::: TEXT

Integrated electro-optic frequency comb could be used for many applications including optical telecommunication
A new integrated electro-optic frequency comb can be tuned using microwave signals, allowing the properties of the comb — including the bandwidth, the spacing between the teeth, the height of lines and which frequencies are on and off — to be controlled independently. It could be used for many applications including optical telecommunication.
Lasers play a vital role in everything from modern communications and connectivity to bio-medicine and manufacturing. Many applications, however, require lasers that can emit multiple frequencies – colors of light - simultaneously, each precisely separated like the tooth on a comb.
Optical frequency combs are used for environmental monitoring to detect the presence of molecules, such as toxins; in astronomy for searching for exoplanets; in precision metrology and timing. However, they have remained bulky and expensive, which limited their applications. So, researchers have started to explore how to miniaturize these sources of light and integrate them onto a chip to address a wider range of applications, including telecommunications, microwave synthesis and optical ranging. But so far, on-chip frequency combs have struggled with efficiency, stability and controllability.
Now, researchers from the Harvard John A. Paulson School of Engineering and Applied Sciences (SEAS) and Stanford University have developed an integrated, on-chip frequency comb that is efficient, stable and highly controllable with microwaves.
The research is published in Nature.
“In optical communications, if you want to send more information through a small, fiber optic cable, you need to have different colors of light that can be controlled independently,” said Marko Loncar, the Tiantsai Lin Professor of Electrical Engineering at SEAS and one of the senior authors of the study. “That means you either need a hundred separate lasers or one frequency comb. We have developed a frequency comb that is an elegant, energy-efficient and integrated way to solve this problem.”
Loncar and his team developed the frequency comb using lithium niobite, a material well-known for its electro-optic properties, meaning it can efficiently convert electronic signals into optical signals. Thanks to the strong electro-optical properties of lithium niobite, the team’s frequency comb spans the entire telecommunications bandwidth and has dramatically improved tunability.

::::::
::: INFORMATION PROVIDED

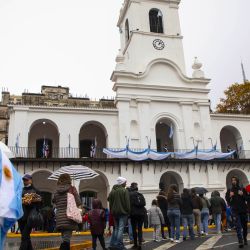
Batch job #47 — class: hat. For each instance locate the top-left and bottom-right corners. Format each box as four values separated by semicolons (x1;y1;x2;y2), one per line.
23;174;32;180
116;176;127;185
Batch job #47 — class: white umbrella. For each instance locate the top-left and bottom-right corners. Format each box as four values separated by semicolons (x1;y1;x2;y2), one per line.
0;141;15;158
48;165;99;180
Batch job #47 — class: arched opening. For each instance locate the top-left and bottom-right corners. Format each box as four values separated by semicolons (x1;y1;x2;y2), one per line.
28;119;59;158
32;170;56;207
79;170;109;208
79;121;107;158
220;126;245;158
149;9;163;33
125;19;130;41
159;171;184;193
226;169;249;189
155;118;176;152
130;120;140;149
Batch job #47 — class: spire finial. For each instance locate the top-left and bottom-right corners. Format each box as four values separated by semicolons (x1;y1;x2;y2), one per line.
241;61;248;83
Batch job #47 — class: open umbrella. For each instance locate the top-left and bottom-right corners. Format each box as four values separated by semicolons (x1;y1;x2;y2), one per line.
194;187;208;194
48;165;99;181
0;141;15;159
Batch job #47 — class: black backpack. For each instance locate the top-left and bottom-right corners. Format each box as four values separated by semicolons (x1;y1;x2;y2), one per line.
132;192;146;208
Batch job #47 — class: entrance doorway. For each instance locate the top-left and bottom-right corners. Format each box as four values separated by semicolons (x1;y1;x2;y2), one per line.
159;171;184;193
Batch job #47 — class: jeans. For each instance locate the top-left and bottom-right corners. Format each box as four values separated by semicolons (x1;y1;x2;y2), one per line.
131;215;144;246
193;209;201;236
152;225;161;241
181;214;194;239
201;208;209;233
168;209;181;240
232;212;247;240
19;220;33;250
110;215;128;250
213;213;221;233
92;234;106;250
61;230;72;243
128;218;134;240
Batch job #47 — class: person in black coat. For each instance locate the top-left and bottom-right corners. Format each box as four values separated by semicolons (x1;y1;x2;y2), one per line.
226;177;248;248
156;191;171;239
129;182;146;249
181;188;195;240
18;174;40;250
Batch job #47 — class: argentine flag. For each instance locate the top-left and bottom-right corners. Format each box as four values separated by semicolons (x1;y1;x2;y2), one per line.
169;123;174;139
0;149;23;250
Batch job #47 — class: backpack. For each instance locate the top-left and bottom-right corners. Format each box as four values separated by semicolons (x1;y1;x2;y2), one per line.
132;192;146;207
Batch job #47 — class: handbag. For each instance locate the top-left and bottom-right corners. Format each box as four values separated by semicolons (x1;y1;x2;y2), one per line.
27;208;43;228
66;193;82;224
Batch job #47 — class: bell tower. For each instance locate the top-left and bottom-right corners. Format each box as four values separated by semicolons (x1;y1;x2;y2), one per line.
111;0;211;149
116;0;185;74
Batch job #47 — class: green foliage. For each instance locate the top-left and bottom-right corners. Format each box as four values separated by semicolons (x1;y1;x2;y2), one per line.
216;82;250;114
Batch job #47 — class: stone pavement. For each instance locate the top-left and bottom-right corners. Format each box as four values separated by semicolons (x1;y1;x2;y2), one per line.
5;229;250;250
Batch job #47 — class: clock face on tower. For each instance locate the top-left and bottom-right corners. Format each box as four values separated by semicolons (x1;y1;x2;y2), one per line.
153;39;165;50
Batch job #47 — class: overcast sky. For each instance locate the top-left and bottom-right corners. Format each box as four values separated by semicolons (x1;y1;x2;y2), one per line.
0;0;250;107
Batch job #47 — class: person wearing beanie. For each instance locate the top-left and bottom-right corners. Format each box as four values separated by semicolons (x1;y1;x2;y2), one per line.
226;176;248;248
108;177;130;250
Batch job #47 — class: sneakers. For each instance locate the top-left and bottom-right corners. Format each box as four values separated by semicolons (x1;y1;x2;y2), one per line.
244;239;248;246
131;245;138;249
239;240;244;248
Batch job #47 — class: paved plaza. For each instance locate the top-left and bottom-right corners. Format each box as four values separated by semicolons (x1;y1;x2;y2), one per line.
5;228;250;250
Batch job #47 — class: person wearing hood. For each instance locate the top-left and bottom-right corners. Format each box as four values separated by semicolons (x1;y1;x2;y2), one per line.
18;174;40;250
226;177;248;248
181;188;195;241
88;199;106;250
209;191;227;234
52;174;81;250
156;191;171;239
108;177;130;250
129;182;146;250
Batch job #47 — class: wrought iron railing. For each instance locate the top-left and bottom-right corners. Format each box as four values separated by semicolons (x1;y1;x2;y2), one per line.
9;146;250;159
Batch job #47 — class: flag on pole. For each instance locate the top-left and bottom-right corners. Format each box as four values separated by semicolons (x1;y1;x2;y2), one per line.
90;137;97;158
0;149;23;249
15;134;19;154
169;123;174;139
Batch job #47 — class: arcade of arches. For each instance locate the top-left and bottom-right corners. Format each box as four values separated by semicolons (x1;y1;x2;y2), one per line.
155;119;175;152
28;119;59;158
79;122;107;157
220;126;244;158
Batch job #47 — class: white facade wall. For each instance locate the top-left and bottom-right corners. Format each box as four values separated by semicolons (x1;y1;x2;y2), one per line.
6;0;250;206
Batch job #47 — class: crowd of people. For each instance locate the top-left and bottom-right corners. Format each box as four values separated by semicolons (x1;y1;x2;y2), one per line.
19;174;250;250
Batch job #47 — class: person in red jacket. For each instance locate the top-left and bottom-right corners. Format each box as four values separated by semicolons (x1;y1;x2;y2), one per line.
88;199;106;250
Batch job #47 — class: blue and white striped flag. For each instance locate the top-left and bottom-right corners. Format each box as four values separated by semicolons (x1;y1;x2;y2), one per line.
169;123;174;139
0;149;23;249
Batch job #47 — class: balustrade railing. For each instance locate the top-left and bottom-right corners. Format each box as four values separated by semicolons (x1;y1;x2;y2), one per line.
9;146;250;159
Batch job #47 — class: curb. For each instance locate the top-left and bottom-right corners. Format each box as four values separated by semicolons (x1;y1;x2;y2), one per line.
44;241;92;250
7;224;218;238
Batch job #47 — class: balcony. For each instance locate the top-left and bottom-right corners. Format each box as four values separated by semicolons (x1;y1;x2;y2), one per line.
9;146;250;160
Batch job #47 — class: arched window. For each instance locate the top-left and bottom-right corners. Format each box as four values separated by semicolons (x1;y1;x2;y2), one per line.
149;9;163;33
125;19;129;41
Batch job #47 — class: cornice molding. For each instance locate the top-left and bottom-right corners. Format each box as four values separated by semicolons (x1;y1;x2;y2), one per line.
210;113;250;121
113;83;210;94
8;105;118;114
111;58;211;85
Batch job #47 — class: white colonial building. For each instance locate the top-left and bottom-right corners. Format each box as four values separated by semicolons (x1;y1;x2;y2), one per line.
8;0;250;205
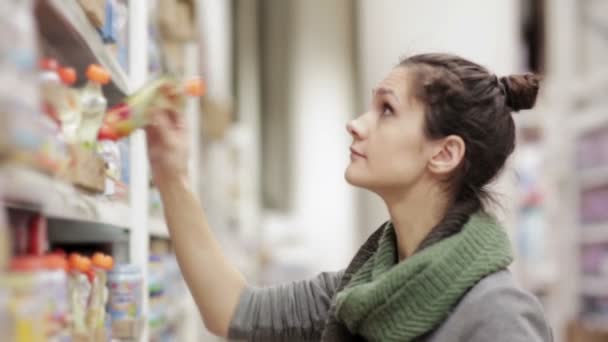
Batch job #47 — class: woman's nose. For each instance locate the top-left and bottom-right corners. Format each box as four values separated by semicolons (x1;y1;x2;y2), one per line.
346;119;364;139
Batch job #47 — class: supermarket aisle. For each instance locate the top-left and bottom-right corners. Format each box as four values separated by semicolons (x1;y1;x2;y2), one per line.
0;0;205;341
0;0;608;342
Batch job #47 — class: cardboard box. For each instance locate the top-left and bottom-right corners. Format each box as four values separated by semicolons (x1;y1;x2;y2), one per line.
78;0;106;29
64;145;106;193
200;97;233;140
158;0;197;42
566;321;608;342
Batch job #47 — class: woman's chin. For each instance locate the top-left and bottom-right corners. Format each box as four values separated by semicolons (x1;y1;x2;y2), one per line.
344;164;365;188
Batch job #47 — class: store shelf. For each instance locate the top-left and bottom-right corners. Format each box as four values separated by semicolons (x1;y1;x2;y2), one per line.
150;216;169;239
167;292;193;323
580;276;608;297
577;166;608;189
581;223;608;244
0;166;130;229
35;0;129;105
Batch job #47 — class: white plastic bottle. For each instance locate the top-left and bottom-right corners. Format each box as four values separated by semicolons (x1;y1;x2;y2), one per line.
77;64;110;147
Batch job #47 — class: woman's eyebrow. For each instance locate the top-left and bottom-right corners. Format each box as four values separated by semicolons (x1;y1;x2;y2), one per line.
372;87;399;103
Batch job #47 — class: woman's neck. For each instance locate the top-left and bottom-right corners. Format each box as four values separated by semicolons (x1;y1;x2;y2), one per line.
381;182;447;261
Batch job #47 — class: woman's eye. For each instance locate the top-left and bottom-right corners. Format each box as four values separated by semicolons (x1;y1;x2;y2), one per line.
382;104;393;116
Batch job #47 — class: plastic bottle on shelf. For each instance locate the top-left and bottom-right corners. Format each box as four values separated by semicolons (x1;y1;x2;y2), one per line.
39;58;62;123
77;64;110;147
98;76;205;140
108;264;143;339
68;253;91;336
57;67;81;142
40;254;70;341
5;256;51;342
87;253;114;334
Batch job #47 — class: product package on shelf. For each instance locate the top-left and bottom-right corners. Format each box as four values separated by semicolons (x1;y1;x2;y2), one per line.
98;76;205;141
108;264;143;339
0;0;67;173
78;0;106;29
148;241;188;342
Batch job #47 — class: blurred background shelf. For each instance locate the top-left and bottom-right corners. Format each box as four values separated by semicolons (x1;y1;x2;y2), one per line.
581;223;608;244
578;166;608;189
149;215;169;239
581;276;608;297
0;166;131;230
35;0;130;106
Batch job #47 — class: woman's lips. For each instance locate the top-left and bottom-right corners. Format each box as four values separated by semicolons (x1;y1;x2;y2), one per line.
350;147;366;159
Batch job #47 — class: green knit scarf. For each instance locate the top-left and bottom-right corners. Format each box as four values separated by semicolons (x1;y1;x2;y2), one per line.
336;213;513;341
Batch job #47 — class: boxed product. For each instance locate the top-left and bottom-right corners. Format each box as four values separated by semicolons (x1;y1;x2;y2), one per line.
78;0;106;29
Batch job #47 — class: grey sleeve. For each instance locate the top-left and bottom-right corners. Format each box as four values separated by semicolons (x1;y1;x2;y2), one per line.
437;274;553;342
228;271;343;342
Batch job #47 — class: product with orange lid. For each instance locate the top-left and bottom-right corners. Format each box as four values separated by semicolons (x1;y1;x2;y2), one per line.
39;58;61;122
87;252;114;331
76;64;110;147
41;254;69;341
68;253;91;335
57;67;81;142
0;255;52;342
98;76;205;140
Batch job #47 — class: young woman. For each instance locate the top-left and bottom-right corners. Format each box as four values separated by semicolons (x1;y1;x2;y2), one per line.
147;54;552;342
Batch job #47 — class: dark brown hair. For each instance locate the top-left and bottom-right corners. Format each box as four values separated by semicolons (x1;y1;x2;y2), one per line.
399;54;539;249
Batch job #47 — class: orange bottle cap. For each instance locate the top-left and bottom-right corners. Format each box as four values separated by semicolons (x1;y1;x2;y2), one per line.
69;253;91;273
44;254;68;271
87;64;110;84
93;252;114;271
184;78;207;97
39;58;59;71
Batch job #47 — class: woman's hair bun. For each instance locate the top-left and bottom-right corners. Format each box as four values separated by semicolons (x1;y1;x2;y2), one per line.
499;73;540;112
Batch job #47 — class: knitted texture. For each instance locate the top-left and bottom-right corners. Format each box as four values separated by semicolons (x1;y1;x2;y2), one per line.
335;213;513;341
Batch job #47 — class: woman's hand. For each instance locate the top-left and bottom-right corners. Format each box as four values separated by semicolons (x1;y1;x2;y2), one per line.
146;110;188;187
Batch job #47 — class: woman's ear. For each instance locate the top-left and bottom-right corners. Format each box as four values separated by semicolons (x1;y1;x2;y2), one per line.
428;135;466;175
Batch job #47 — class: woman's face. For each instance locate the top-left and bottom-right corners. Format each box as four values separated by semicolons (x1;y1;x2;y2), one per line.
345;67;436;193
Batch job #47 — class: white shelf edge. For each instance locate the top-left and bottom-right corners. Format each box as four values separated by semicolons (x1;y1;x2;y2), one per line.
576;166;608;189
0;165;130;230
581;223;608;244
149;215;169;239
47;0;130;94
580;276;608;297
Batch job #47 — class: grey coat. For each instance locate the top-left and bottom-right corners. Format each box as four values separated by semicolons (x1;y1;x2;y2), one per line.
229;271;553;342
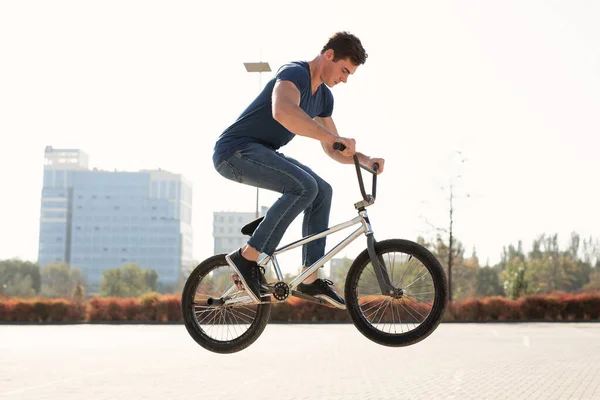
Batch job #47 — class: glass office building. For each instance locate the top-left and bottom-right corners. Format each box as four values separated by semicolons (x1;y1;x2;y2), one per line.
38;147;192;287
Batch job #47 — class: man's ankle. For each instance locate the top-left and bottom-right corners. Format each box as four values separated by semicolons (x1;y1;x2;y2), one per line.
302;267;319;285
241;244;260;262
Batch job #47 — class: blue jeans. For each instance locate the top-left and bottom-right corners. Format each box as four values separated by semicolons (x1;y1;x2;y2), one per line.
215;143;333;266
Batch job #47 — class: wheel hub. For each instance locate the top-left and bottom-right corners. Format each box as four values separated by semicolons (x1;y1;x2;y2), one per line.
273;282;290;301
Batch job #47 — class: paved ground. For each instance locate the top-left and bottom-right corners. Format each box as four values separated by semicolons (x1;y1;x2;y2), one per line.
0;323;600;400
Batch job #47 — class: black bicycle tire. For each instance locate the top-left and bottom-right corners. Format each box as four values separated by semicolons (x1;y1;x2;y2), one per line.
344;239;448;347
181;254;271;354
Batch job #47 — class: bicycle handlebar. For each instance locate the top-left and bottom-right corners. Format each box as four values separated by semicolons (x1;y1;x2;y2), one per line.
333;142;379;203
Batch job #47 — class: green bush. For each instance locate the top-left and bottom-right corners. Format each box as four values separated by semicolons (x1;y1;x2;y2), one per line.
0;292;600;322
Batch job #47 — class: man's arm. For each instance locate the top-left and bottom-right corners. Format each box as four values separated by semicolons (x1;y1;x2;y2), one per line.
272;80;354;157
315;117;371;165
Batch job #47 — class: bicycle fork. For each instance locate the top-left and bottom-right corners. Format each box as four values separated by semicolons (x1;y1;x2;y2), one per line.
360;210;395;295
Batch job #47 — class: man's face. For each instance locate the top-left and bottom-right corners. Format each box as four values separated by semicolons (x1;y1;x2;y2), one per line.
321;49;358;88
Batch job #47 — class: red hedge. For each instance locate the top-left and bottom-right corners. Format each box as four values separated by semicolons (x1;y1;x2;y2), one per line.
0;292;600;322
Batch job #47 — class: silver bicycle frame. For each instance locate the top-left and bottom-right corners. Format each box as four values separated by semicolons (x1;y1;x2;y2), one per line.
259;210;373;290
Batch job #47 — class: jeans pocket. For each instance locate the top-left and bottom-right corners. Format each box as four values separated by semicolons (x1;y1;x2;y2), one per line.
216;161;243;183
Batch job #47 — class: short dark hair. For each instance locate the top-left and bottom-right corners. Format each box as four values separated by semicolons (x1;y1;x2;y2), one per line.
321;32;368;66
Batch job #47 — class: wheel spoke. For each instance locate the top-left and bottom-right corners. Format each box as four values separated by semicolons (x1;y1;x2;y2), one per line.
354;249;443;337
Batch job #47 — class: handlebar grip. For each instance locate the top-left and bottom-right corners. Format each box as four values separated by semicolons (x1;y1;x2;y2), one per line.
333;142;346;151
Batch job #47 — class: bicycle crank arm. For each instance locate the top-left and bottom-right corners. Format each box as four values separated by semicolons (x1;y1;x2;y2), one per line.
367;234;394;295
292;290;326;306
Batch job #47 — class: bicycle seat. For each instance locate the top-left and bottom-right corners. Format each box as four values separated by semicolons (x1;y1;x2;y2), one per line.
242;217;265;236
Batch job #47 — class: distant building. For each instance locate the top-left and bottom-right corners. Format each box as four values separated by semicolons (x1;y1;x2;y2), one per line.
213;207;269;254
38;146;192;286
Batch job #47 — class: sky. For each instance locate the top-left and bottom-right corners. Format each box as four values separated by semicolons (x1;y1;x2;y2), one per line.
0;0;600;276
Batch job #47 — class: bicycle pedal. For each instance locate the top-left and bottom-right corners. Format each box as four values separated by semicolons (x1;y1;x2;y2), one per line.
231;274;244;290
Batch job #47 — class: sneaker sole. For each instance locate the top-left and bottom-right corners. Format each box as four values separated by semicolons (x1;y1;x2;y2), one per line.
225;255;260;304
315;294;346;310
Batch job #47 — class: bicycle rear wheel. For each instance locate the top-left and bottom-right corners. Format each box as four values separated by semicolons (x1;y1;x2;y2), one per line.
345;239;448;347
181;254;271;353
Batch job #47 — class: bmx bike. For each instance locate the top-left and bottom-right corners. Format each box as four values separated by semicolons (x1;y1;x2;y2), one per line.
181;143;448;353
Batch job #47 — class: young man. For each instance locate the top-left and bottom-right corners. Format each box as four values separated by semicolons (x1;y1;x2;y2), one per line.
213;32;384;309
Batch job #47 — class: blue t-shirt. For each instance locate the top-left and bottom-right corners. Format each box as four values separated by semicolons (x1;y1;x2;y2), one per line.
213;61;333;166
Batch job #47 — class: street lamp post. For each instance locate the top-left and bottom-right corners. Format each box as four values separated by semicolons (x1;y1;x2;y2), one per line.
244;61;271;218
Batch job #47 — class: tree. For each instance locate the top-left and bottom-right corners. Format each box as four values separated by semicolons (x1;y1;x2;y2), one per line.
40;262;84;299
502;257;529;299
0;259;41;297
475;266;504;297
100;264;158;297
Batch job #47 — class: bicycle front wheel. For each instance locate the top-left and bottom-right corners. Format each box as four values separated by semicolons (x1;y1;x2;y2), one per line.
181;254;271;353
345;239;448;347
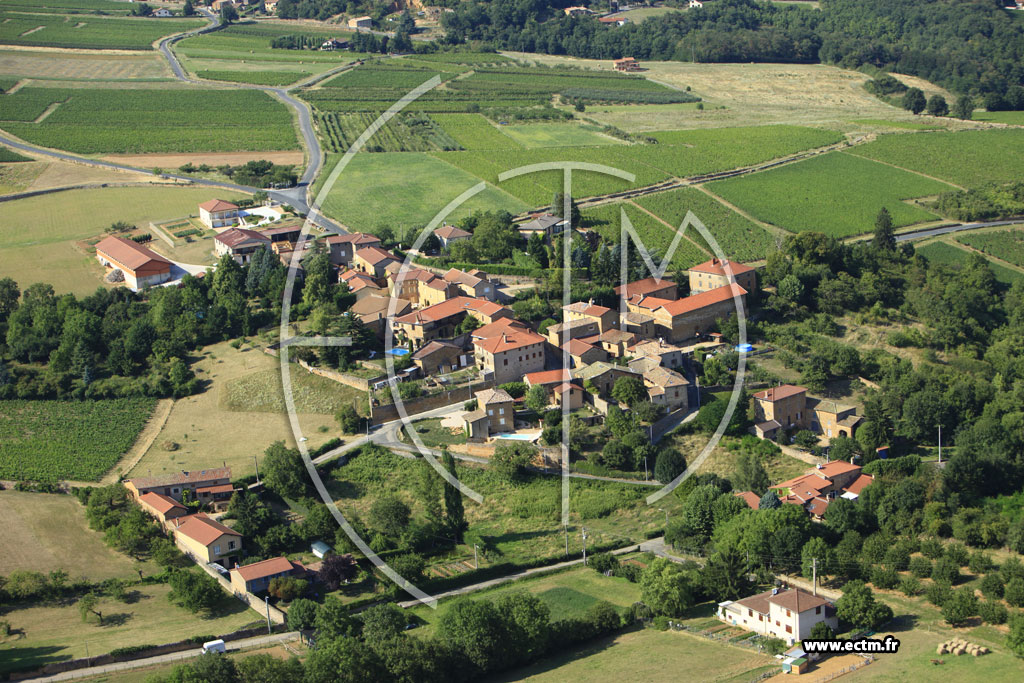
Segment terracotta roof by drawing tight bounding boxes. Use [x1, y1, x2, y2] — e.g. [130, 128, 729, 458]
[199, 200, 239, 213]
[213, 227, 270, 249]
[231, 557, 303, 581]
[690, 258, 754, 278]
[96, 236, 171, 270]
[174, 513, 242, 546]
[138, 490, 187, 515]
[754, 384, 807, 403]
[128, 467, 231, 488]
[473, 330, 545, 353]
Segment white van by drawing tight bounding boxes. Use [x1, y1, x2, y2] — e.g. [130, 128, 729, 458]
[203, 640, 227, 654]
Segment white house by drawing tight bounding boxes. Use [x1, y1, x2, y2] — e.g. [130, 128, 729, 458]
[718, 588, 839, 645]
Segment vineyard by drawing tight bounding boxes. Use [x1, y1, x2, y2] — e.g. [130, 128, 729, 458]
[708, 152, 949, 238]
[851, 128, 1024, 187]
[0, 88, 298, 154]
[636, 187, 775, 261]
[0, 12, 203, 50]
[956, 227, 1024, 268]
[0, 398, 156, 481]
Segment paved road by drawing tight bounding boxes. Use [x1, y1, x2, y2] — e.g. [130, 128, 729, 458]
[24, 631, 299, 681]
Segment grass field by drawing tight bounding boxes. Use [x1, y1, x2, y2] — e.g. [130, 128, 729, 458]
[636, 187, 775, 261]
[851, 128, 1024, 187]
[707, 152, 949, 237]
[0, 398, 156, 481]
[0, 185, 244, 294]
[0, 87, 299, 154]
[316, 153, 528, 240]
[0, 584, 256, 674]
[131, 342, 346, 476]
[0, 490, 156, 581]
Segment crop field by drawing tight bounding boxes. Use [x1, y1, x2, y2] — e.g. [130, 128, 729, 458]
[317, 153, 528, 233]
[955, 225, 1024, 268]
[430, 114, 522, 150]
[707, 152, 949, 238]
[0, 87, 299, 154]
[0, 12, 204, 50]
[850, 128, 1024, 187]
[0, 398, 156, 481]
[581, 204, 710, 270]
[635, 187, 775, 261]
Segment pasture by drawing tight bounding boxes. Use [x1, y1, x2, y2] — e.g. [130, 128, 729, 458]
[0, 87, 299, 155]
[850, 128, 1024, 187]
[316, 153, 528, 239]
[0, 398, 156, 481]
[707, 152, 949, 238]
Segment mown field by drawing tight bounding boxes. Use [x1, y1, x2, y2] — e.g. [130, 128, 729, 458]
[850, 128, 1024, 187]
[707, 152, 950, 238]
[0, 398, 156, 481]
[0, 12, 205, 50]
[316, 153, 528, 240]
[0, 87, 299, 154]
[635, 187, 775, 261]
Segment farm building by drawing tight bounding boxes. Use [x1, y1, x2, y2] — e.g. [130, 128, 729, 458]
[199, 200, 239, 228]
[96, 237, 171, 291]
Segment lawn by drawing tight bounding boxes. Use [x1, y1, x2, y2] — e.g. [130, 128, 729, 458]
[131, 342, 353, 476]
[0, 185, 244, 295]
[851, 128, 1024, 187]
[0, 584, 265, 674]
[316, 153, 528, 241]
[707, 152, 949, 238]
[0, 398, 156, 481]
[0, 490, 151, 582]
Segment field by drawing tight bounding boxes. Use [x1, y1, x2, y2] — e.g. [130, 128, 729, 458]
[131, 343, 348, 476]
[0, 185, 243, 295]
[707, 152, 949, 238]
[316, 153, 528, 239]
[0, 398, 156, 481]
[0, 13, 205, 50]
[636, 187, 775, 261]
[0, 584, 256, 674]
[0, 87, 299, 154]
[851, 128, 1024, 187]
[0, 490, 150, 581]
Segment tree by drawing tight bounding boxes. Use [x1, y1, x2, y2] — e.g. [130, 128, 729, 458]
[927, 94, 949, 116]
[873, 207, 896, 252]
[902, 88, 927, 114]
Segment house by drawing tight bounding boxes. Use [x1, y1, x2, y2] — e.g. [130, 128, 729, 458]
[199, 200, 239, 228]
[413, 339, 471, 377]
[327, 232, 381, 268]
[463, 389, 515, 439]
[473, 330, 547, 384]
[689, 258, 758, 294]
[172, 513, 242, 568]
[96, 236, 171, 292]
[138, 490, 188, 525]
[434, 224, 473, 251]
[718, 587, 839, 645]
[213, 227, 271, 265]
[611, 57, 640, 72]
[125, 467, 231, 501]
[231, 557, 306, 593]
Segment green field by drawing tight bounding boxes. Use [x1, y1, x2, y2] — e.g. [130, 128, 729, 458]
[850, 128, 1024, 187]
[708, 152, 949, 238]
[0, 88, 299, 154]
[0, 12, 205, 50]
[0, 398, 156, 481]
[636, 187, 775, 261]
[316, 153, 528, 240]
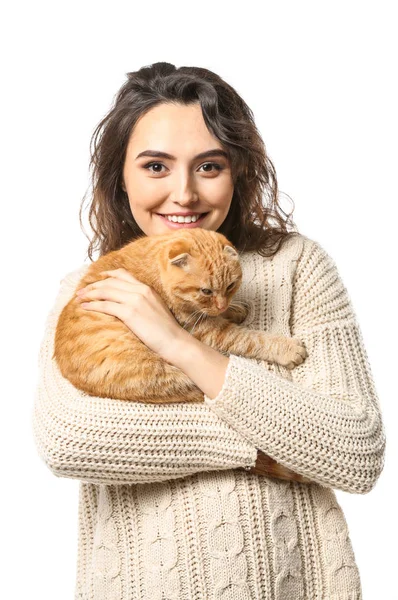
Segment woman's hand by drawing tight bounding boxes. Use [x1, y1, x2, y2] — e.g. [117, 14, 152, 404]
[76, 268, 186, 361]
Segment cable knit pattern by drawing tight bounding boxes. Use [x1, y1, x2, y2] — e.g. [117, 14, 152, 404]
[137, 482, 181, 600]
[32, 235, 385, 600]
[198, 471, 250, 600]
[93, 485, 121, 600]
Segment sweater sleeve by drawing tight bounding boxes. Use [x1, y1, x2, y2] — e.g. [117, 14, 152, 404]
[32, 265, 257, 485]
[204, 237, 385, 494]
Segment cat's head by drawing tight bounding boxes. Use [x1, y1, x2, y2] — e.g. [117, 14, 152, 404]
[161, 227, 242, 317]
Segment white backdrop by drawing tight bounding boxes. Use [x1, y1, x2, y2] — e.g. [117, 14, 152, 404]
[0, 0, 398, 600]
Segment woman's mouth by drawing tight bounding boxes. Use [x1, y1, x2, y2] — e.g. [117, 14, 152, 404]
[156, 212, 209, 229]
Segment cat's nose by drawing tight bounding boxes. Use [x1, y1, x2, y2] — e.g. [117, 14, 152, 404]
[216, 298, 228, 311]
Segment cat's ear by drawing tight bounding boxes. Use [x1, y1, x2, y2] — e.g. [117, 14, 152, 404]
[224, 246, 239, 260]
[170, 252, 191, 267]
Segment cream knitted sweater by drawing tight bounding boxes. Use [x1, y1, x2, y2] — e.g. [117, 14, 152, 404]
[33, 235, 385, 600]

::::::

TASK SET >>
• A. According to the article on the electro-optic frequency comb, which two institutions developed the integrated on-chip comb?
• B. Echo, word for word, the stretch of the frequency comb article from "Now, researchers from" through "controllable with microwaves.".
• C. Carry on the article about the electro-optic frequency comb from where it stops.

REPLIES >>
• A. The Harvard John A. Paulson School of Engineering and Applied Sciences (SEAS) and Stanford University.

• B.
Now, researchers from the Harvard John A. Paulson School of Engineering and Applied Sciences (SEAS) and Stanford University have developed an integrated, on-chip frequency comb that is efficient, stable and highly controllable with microwaves.

• C.
“Previous on-chip frequency combs gave us only one tuning knob,” said co-first author Mian Zhang, now CEO of HyperLight and formerly a postdoctoral research fellow at SEAS. “It’s a like a TV where the channel button and the volume button are the same. If you want to change the channel, you end up changing the volume too. Using the electro-optic effect of lithium niobate, we effectively separated these functionalities and now have independent control over them.”
This was accomplished using microwave signals, allowing the properties of the comb — including the bandwidth, the spacing between the teeth, the height of lines and which frequencies are on and off — to be tuned independently.
“Now, we can control the properties of the comb at will pretty simply with microwaves,” said Loncar. “It’s another important tool in the optical tool box.”
“These compact frequency combs are especially promising as light sources for optical communication in data centers,” said Joseph Kahn, Professor of Electrical Engineering at Stanford and the other senior author of the study. “In a data center – literally a warehouse-sized building containing thousands of computers – optical links form a network interconnecting all the computers so they can work together on massive computing tasks. A frequency comb, by providing many different colors of light, can enable many computers to be interconnected and exchange massive amounts of data, satisfying the future needs of data centers and cloud computing."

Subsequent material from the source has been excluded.